# [Extracted text]

· · · ·

The Heritage Garden

Heritage Garden_01

With a gentleman’s agreement, an abandoned walled garden became a community project. The garden at the Avila Carmelite Centre in Donnybrook came to the attention of gardener Jacqueline Kelleher and she saw an opportunity for a restoration project.

She approached Father Michael McGoldrick of the centre and they agreed that Jacqueline could take over the garden on the condition that she make it a community project. The project, The Heritage Garden is home to 200 year-old apple trees and is situated within the larger grounds of the centre.

To begin, a core group of 10 volunteers set about repairing the gardens and preparing the ground. “The first year was the hardest, it was about making the soil suitable for organic growing,” said Jacqueline. Last winter, the 200 year-old trees were pruned and restored, with the help of a tree expert, to their current healthy condition with the hope of producing a harvest of apples soon.

· · · ·

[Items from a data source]

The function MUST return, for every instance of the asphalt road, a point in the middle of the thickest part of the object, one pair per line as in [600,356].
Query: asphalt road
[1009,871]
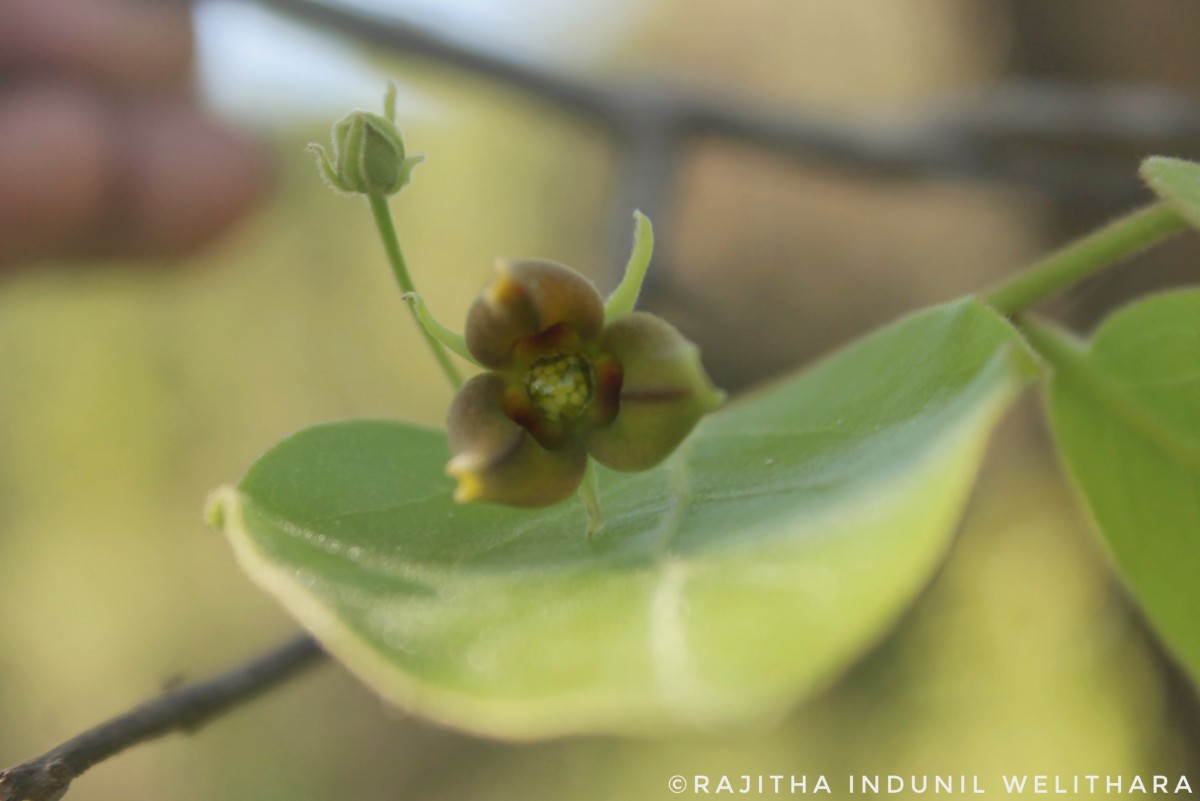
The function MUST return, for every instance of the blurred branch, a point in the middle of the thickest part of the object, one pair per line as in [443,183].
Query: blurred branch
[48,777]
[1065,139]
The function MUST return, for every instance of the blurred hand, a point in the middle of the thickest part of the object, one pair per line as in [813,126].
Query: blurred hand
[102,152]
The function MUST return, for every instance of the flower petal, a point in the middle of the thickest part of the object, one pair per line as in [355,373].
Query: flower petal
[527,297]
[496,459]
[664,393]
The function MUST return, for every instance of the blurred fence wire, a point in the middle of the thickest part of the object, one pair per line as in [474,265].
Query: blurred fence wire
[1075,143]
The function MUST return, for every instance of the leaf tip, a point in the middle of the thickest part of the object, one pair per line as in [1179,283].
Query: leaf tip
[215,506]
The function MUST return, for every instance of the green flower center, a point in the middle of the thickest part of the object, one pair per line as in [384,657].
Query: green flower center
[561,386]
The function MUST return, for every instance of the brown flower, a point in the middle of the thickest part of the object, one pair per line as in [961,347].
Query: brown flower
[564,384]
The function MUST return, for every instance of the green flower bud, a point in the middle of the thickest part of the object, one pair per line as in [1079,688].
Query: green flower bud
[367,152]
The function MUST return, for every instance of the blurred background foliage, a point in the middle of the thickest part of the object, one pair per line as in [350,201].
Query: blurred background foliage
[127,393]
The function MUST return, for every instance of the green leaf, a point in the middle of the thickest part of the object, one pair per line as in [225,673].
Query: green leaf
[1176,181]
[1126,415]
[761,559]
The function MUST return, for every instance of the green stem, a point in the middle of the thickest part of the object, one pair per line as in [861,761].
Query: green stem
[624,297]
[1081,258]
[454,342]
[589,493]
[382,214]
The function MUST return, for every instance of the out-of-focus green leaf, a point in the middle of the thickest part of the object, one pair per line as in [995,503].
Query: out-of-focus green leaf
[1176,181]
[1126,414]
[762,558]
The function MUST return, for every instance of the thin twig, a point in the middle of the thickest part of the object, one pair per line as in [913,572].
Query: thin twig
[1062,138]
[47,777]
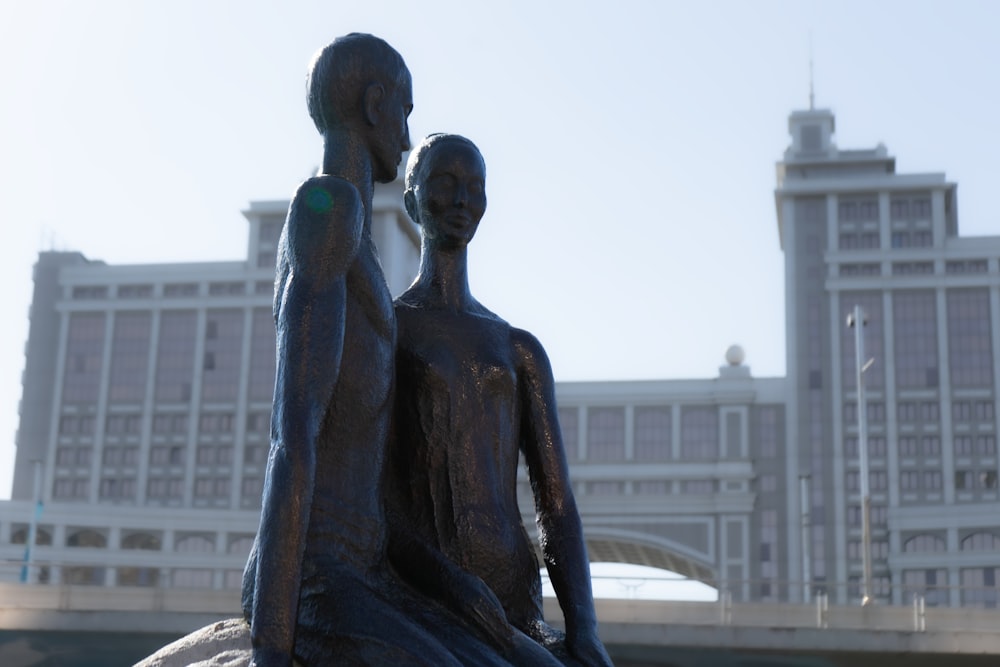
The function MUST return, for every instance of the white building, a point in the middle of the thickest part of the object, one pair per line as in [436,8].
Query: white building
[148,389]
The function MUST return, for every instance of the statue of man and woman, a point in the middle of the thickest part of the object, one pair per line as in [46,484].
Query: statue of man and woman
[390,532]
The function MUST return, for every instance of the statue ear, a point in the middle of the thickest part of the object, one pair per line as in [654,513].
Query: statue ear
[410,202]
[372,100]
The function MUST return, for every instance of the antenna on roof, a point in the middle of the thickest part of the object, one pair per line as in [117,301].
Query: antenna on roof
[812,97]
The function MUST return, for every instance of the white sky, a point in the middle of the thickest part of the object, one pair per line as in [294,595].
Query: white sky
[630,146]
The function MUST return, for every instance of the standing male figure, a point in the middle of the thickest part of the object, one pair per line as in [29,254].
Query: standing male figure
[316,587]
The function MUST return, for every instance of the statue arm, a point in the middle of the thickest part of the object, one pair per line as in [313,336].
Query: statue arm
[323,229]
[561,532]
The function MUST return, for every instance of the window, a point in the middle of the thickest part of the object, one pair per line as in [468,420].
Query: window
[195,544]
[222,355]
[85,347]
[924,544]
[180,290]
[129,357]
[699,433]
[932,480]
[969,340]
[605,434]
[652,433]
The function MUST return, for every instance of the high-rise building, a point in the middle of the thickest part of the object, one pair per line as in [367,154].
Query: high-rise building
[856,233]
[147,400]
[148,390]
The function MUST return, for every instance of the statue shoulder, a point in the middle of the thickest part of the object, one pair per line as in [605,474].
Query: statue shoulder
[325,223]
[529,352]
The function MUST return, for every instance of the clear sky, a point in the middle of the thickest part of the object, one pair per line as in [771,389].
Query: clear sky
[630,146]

· · · ·

# [Exercise A]
Answer these questions from the Heritage Garden text:
(i) At which centre is the garden located?
(ii) On what condition could Jacqueline take over the garden?
(iii) How many volunteers were in the core group that started the work?
# [Exercise B]
Please write the next paragraph of the text about the Heritage Garden, picking up after its final sentence.

# [Written reply A]
(i) The Avila Carmelite Centre in Donnybrook.
(ii) That she make it a community project.
(iii) 10.

# [Written reply B]
The group teach classes on vegetable growing, particularly with limited resources. Vegetables, herbs and plants are the main interests here. Volunteer Kevin Corr explains, “The aim is to get people interested in growing their own produce for themselves, even if it’s just a windowbox for herbs.”

During the summer, The Heritage Garden teamed up with Headway in Donnybrook, an organisation for those with acquired brain injuries (ABI) and set up a course which 12 clients took part in. Helen Gaynor of Headway talks about the advantages, “It involved designing and building a herb garden and planting and growing vegetables. It was of immense benefit to our participants, who have all sustained an ABI. Being outdoors in the fresh air was a great solace and they all commented about the ‘special energy’ in the garden.”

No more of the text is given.